TASK REQUIREMENTS: Give back every entry, copied exactly.

Region pointing data:
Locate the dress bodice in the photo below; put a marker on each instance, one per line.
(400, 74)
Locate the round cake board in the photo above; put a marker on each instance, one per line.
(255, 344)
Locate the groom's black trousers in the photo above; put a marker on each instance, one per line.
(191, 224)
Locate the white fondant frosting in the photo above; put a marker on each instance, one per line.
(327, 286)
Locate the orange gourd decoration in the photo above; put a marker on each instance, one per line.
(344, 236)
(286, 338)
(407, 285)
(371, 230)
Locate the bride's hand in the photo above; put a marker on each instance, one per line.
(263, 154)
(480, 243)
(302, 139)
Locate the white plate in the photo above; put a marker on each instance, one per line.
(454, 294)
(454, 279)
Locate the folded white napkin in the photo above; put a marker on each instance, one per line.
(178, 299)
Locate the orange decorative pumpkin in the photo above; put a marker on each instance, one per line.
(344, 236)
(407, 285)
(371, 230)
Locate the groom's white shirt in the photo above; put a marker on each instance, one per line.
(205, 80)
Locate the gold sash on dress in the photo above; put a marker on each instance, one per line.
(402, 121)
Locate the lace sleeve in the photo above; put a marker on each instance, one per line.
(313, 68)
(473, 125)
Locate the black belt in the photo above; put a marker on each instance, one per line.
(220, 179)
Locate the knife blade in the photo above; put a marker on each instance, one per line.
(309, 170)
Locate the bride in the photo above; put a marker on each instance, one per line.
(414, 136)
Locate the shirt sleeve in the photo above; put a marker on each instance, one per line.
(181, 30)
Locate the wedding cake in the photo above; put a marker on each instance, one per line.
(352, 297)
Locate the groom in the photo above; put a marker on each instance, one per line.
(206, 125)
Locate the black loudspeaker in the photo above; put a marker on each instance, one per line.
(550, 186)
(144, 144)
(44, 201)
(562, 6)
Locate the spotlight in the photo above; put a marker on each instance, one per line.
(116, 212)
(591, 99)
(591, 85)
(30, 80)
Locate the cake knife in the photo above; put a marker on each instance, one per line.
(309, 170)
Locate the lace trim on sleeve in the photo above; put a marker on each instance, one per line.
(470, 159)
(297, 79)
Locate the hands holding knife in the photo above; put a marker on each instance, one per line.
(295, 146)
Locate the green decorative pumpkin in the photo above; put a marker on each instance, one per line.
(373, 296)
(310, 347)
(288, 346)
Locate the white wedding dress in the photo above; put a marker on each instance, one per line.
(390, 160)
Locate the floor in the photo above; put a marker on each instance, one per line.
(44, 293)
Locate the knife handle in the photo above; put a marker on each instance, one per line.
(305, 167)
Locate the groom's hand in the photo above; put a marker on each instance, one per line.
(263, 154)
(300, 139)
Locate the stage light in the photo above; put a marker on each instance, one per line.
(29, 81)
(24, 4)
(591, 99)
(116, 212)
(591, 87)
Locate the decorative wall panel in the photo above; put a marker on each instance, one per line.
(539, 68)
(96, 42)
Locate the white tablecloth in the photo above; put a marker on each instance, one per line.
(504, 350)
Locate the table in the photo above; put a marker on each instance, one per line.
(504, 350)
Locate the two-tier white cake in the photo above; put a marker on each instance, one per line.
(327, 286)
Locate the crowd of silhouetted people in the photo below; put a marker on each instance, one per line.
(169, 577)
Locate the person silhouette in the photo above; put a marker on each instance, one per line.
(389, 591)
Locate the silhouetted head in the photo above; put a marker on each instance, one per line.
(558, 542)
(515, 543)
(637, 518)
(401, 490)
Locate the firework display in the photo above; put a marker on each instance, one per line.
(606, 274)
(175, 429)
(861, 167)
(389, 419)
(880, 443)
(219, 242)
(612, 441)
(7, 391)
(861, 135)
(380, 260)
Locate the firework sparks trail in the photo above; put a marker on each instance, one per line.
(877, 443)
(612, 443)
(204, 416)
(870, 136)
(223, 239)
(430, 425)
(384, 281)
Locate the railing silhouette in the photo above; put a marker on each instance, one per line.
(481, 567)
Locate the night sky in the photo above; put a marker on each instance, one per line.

RESPONSE BOX:
Locate the dress bodice in the photo below; put a marker on each instance, one per line.
(400, 74)
Locate the round cake board in the photo above; put a marker on each instance, one per line.
(255, 344)
Locate the groom's black trousers in the photo above; put a marker on each instance, one per line.
(191, 224)
Locate the white fondant frosting in the photo above; put a marker on each instance, one per line.
(327, 286)
Locate the orange gourd decoration in the photo above; put a marker on each instance, one per line.
(344, 236)
(286, 338)
(407, 285)
(371, 230)
Locate the bride's hand in the photo above; put a marker on each instance, one per line.
(263, 154)
(480, 243)
(302, 139)
Locate the white plate in the photo above; put a marker on each instance, one per line.
(454, 294)
(454, 279)
Locate the folded white napkin in the photo above; put a marker on each instance, one per line.
(178, 299)
Locate the orange decorative pumpkin in the photo above; put a marker on each instance, one per line.
(344, 236)
(407, 285)
(371, 230)
Locate the groom's white shirt in the photo above; put a marker on each instance, one per line.
(205, 80)
Locate the gold sash on dress in the photo above; put a marker on each instance, one per line.
(402, 121)
Locate the lace sleeve in the photo above; put a marker on each instance, one per line.
(313, 68)
(473, 125)
Locate the black belt in the photo above; put a marker on each instance, one per line.
(220, 179)
Locate the knife blade in the photo above; put a marker on each instance, one per line.
(309, 170)
Locate the bride in the photo above; put a marker on each instance, one per line.
(414, 136)
Locate the shirt sleeve in the photo above; put a marker on each instance, one per line.
(181, 30)
Locate the wedding cake in the photo above; put a marker on each instance, one per line.
(352, 297)
Locate the groom in the photo above; put a marker on each instance, one per line.
(206, 125)
Locate the black loudspeaker in the photo above; put a marker on each instance, one per line.
(550, 186)
(144, 144)
(44, 201)
(562, 6)
Locate the spotlight in the photo above; put a marker on each instance, one per line.
(116, 212)
(591, 99)
(591, 85)
(30, 80)
Locate the cake knife in the photo above; put a marker on each instance, one per line.
(309, 170)
Locate the lace trim on sleeve in the photo above; put a marker on each instance, one per line.
(470, 159)
(297, 79)
Locate the hands holding knife in the photo above; put a marker on each instance, one per line.
(295, 146)
Locate the green decorative pumpkin in the photo above; put a marker on each instance, one per line.
(373, 296)
(310, 347)
(288, 346)
Locate the white wedding dress in the photo above; put a marker on each instance, one per line.
(390, 160)
Locate the floor in the photo above; put a marker on each instance, one per line.
(44, 293)
Locate the knife handle in the photo above; put a marker on each instance, one per line.
(305, 167)
Locate the groom's hand in the photo above; put a marker on each instance, one per line.
(263, 154)
(300, 139)
Locate the stage light in the photo above; put a marker on each instance, one per line.
(29, 81)
(24, 4)
(591, 99)
(116, 212)
(591, 87)
Locate the decorative wall panel in the photo above; put a marker on each instance, one per line.
(539, 68)
(96, 42)
Locate the white tablecloth in the photo above; put a marker on each instance, one per line.
(504, 350)
Locate the table in the photo above; put a marker on each instance, one per line.
(504, 350)
Locate the two-tier white cake in the photo above; put a marker on each instance, one per line.
(327, 286)
Locate the crowd of silhouetted people in the photo below; put a marker on each instance, one per line.
(169, 577)
Locate the person silhouette in the photo above; put a marker on each instance, one per line.
(389, 591)
Locate the silhouetted head in the photo above; put a marker on each instance, one per line.
(558, 542)
(515, 543)
(637, 518)
(401, 490)
Locate the firework display in the photo above; put a marker on each instance, one per line.
(606, 274)
(175, 429)
(861, 167)
(389, 419)
(880, 443)
(219, 242)
(612, 441)
(7, 391)
(861, 135)
(380, 260)
Locate the firework sparks trail in the photo above; put a marker on each instance, one per line.
(877, 443)
(612, 443)
(204, 416)
(870, 136)
(223, 239)
(430, 425)
(384, 281)
Locate the railing silhouette in the photo above; put a marker on each instance, one per line.
(481, 567)
Locate the night sky in the photo above; put a marker on each instance, one per line.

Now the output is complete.